◆ About this exercise
Please give the number of lines in the records below where the word "instance" occurs, and nothing else.

◆ Data for this task
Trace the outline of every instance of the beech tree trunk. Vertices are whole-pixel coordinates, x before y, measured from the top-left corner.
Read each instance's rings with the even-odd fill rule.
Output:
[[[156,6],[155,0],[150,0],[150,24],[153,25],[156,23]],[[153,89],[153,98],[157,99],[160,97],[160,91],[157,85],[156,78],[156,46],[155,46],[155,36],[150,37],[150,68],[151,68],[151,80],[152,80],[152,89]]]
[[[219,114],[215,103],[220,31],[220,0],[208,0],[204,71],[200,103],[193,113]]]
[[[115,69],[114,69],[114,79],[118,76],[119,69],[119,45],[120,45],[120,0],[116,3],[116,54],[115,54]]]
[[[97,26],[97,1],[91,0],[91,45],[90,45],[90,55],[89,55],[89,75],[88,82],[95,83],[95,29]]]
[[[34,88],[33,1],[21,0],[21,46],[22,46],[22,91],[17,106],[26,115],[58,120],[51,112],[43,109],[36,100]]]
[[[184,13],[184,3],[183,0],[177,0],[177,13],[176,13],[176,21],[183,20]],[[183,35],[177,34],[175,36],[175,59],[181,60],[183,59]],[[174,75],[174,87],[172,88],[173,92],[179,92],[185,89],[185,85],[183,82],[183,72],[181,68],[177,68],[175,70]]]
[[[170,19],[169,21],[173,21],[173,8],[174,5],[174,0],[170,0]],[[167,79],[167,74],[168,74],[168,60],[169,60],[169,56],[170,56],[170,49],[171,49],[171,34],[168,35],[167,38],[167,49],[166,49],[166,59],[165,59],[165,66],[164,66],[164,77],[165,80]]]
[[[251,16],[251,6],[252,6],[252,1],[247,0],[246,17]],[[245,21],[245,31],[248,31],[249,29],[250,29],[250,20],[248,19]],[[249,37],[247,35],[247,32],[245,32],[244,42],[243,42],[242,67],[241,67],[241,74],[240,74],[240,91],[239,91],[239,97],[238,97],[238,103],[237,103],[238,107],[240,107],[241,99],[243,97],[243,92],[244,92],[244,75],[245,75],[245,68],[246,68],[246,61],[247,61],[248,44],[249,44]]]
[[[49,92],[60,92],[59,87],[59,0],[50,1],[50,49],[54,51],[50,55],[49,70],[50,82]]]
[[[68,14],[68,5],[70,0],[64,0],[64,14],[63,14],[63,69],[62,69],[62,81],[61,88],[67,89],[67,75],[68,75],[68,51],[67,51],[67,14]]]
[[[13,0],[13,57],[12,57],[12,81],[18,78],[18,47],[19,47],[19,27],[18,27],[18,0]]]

◆ Problem solution
2